● **Given instruction**:
Report every line in the items below that contains the word "green", matching case exactly.
* * * * * * * * *
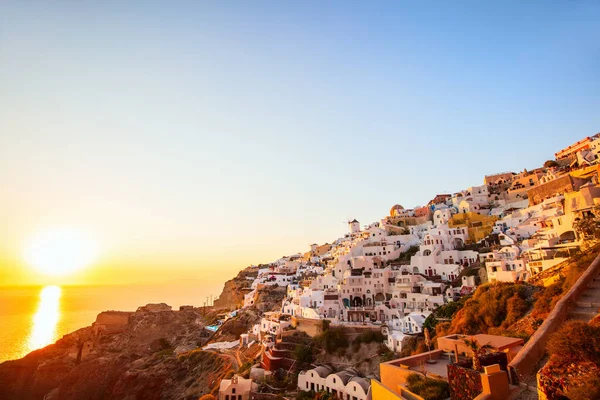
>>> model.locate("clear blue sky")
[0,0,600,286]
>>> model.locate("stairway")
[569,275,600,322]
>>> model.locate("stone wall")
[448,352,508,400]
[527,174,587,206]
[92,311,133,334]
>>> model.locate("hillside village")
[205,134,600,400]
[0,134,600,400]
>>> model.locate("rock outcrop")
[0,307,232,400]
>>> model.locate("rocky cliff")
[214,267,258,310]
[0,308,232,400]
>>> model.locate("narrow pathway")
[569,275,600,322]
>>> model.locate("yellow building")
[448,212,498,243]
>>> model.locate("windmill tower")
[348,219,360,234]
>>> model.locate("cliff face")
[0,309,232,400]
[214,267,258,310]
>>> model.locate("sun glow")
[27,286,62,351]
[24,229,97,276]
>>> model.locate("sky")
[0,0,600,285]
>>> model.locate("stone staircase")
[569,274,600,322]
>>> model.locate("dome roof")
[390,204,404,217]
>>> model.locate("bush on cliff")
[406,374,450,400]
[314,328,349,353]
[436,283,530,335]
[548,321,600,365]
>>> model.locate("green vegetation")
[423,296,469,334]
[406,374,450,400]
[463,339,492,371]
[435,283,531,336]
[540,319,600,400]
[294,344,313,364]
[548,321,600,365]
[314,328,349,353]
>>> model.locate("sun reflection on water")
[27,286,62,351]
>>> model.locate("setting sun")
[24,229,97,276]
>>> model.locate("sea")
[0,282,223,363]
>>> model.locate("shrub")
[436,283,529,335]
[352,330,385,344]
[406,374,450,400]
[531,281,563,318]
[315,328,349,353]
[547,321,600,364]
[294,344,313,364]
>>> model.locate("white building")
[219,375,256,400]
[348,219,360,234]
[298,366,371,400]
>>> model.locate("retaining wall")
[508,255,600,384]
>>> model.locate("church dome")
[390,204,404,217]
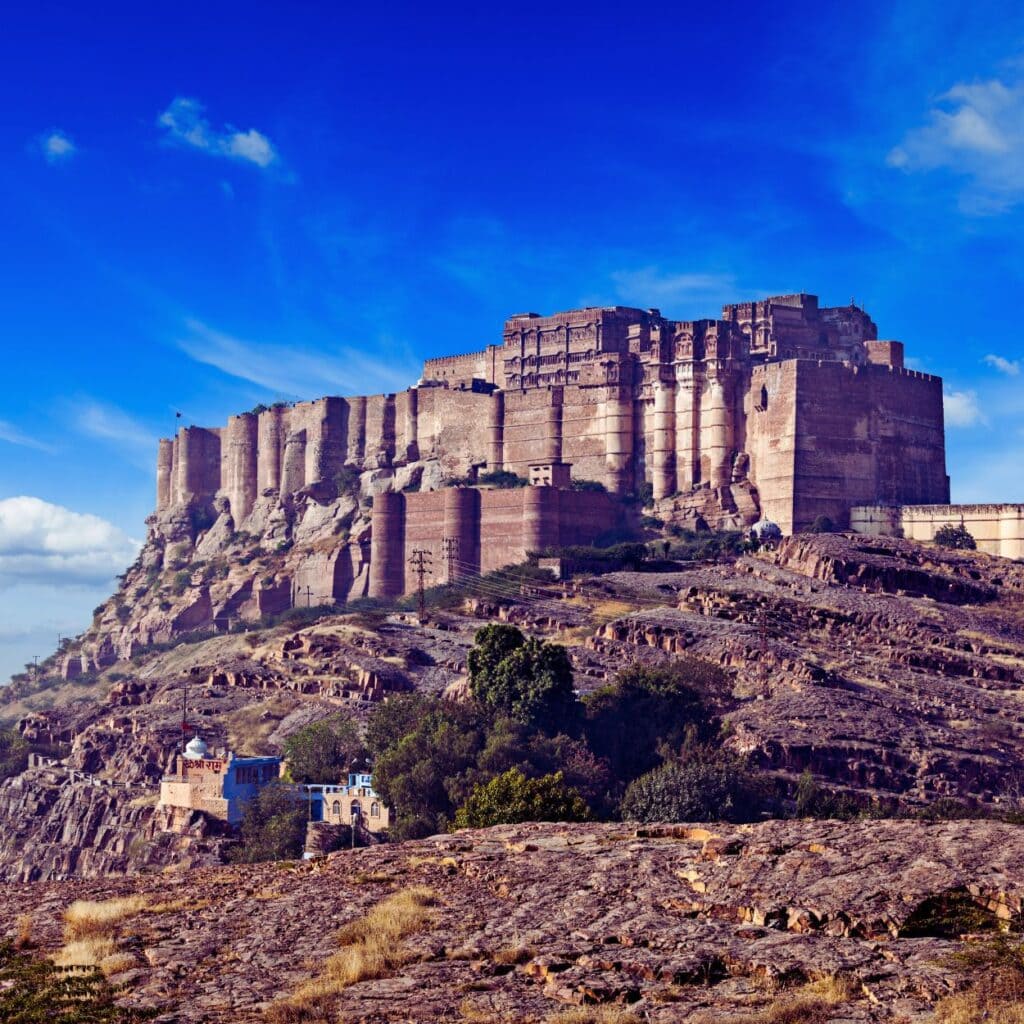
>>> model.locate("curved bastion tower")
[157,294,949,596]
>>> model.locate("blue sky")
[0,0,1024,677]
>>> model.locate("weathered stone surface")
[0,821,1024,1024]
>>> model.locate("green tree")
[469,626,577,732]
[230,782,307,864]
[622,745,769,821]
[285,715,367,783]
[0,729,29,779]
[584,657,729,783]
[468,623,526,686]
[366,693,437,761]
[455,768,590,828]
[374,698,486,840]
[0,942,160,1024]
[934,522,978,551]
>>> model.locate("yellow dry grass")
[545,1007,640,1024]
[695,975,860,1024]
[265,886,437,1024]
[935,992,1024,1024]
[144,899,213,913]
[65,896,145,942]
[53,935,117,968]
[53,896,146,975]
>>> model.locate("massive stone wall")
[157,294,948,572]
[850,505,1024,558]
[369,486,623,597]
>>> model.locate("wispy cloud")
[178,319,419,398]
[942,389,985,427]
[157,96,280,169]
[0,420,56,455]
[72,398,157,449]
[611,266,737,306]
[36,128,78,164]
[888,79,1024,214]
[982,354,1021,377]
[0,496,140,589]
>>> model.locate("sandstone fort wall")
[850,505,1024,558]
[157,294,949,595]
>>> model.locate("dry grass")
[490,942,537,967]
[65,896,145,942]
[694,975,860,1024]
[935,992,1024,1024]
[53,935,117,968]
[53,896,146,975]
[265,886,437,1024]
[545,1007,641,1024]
* * * * * * * * *
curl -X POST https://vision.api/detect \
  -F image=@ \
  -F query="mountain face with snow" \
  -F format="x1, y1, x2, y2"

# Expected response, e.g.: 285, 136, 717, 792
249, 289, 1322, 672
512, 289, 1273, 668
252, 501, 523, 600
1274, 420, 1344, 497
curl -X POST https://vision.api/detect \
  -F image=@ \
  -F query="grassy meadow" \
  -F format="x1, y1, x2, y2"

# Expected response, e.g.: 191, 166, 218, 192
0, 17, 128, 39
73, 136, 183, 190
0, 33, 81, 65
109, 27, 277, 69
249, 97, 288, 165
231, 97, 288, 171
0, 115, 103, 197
* * * * * * * * *
● **Solution to this exercise**:
>>> model.locate("green vegetation")
>>> model.locate("green tree")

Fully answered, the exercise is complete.